Collected data entries
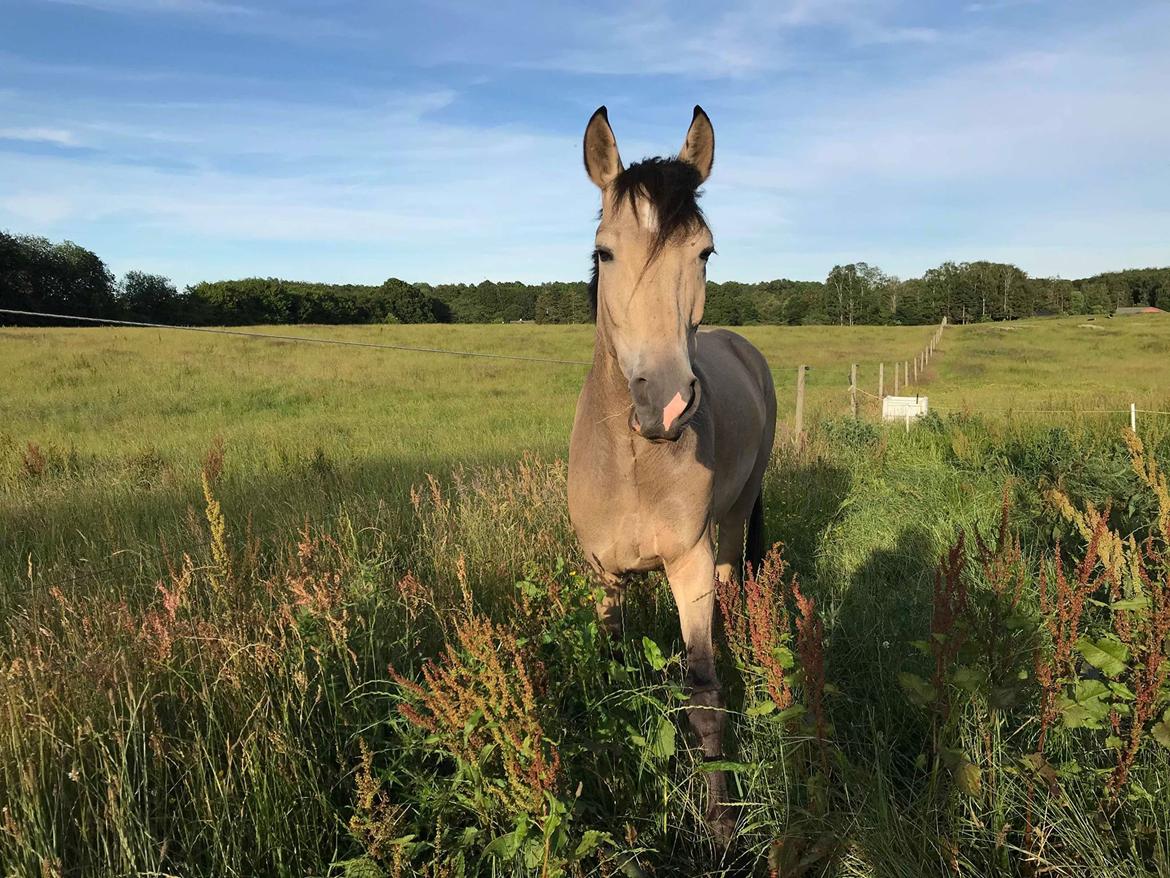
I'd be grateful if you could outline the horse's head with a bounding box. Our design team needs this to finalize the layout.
[585,107,715,441]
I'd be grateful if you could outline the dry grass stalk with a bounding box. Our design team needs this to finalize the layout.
[390,616,560,815]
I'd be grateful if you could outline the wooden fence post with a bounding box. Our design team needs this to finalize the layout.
[792,365,808,445]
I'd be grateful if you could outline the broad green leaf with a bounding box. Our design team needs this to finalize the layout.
[1076,635,1129,677]
[1109,680,1137,701]
[700,759,751,771]
[1057,680,1109,728]
[642,637,666,671]
[647,718,675,759]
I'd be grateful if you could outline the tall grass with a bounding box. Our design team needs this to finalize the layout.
[0,419,1170,876]
[0,321,1170,878]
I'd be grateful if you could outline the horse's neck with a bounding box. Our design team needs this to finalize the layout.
[587,327,633,432]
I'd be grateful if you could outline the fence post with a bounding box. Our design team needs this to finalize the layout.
[793,365,808,445]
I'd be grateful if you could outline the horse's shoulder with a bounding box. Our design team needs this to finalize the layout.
[698,327,771,377]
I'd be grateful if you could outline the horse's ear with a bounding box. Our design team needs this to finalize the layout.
[585,107,622,188]
[679,104,715,183]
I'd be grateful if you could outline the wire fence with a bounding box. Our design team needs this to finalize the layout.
[0,308,593,365]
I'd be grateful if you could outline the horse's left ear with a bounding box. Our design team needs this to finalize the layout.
[679,104,715,183]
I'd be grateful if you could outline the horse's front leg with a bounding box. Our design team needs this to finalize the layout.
[666,535,735,843]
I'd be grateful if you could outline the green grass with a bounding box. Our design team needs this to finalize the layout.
[0,317,1170,878]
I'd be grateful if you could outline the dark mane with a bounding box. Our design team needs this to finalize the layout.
[589,158,707,320]
[612,158,707,258]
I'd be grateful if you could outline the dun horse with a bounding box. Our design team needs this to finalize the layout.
[569,107,776,838]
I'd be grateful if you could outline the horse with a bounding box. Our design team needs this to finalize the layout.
[569,105,776,841]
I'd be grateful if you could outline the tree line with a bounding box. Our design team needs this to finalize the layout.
[0,232,1170,325]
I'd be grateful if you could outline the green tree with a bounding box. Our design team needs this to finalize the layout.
[379,277,438,323]
[118,272,179,321]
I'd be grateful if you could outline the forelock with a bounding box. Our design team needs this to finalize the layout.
[612,158,707,259]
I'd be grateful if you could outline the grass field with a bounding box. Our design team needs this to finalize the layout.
[0,315,1170,876]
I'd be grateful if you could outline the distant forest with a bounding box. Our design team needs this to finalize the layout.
[0,232,1170,325]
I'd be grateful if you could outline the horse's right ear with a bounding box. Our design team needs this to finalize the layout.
[585,107,622,188]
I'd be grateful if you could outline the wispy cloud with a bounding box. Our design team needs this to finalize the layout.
[0,128,77,146]
[0,0,1170,282]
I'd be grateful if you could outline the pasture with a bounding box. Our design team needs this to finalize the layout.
[0,315,1170,877]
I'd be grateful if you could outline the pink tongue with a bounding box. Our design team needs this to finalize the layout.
[662,393,687,430]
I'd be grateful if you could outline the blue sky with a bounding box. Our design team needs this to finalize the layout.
[0,0,1170,284]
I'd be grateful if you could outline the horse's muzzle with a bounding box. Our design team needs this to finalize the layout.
[629,378,702,443]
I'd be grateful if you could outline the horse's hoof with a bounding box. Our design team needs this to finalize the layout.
[707,802,739,848]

◆ **Stated problem**:
Extract every line from the one with "I'd be grateful if you could outline the pink" down to the final line above, both included, exactly as written.

◆ **Solved exercise**:
I'd be grateful if you could outline the pink tongue with a bounding box. Our design team needs this to finalize the layout.
[662,393,687,430]
I'd be grateful if you could outline the blue sky with a bounding box. Our design team needs this to finalize the layout.
[0,0,1170,284]
I'd be grateful if you could outline the horse's muzzle with a bounding box. Our design team needs this to finalize the layout.
[629,378,702,443]
I'd be grateful if you could outline the horse's hoof with a bounding box. Our design team needs this to finalize the layout.
[707,802,739,848]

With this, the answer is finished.